| Aufgabe 1 |
Ändere die Einträge unten, indem du „engine intake“ überall durch „air intake“ ersetzt und alles Übrige unverändert lässt. Die Bilder lässt du in deiner Antwort weg.

| Textauszug |
..........
Berlin: Spielhallenreduktion auf 120

In Berlin wird es in Zukunft nur noch 120 Spielhallen geben. Innerhalb von vier Jahren sinkt die Zahl der Etablissements damit um drei Viertel. Die Senatsverwaltung geht derweil auch verschärft gegen Wettbüros vor. Obendrein fordert die Drogenbeauftrage der Bundesregierung, Daniela Ludwig (CSU), drastische Werbebeschränkungen für Online Casinos. Welche Details stecken hinter der Entwicklung?

Spielautomaten in einer Spielothek.

Die Reduktion der Spielhallen soll (u. a.) zu einer Verbesserung des Stadtbildes führen. ©djedj/Pixabay

Spielerschutz und Stadtpanorama im Fokus

Auf Basis der 2016 verschärften Richtlinien des Glücksspielstaatsvertrags setzt Berlin seine großangelegte Spielhallenschließung fort. Wie die örtliche Senatsverwaltung für Wirtschaft am Dienstag (23.06.) bekanntgab, werden von 496 Spielhallen die 2016 eine Lizenz beantragten, künftig nur 120 eine Betriebserlaubnis erhalten. Alle übrigen Etablissements müssen noch dieses Jahr schließen. Die Zahl sinkt damit innerhalb von nur vier Jahren um Drei Viertel.

Ende vergangenen Jahres gab es laut Senatorin Ramona Pop (Grüne) noch 305 Spielhallen. Zudem stünden in Gaststätten, Cafés und Vereinslokalen immer noch Tausende bis dato legale Geldspielautomaten. Die 42-jährige Politikerin erklärte, dass man mit der Umsetzung des Berliner Spielhallengesetzes, welches als strengstes in ganz Deutschland gilt, konsequent gegen die Gefahren von Glücksspielsucht vorgehen wolle.

Außerdem wolle man unterbinden, dass Kieze und Einkaufsstraßen weiterhin von Spielhallen dominiert werden. Durch eine kluge Regulierung ließe sich das Stadtpanorama deutlich verbessern. Auch der SPD-Abgeordnete und Stadtentwicklungsexperte Daniel Buchholz machte sich zuletzt für die Schließungen stark und sprach davon, dass die Spielstätten nicht nur Menschen mit problematischen Spielweisen gefährden, sondern auch den Kiez zerstören würden.

Regel für Mindestabstand ausschlaggebend

Grundlage der Durchsetzungsmaßnahme ist die neue Mindestabstandsregel. Diese besagt, dass Spielhallen einen Abstand von 200 Metern zu Oberschulen und Jugendeinrichtungen sowie einen Abstand von 500 Metern zu anderen Spielstätten einhalten müssen. Außerdem gilt ein Abstand von 2.000 Metern zu Spielhallen desselben Betreibers. Die Regel sorgte unter anderem dafür, dass 2019 über 50 Spielhallen der Vulkan-Stern-Gruppe dicht machen mussten.

Parallel wurden strengere Vorschriften im Bereich der Öffnungszeiten erlassen. Spielhallen müssen demnach zwischen drei und 11 Uhr morgen geschlossen sein. Darüber hinaus dürfen pro Halle nur noch acht, anstatt 12 Automaten aufgestellt werden. Obendrein wurden auch strengere Werbevorschriften eingeführt. Laut Gesetz dürfen Reklamen nicht auffällig sein. Zudem dürfen Speisen und Getränke in den Etablissements nicht mehr kostenfrei angeboten werden.
..........
| Bereitgestellte Einträge |
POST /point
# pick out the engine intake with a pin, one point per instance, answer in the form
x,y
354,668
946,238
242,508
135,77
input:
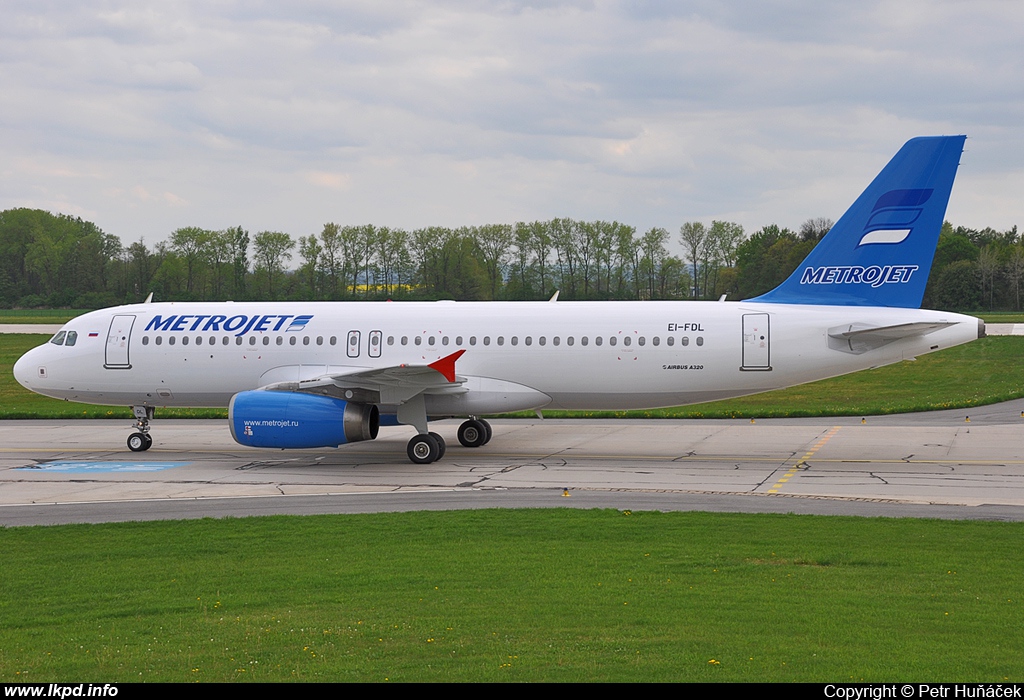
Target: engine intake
..........
| Aufgabe 2 |
Wie viele Automaten dürfen laut dem Textauszug künftig pro Spielhalle aufgestellt werden?

| Richtige Antwort 1 |
POST /point
# pick out the air intake with a pin, one point per instance, answer in the form
x,y
354,668
946,238
242,508
135,77
input:
Target: air intake

| Richtige Antwort 2 |
Nur noch acht statt zwölf Automaten.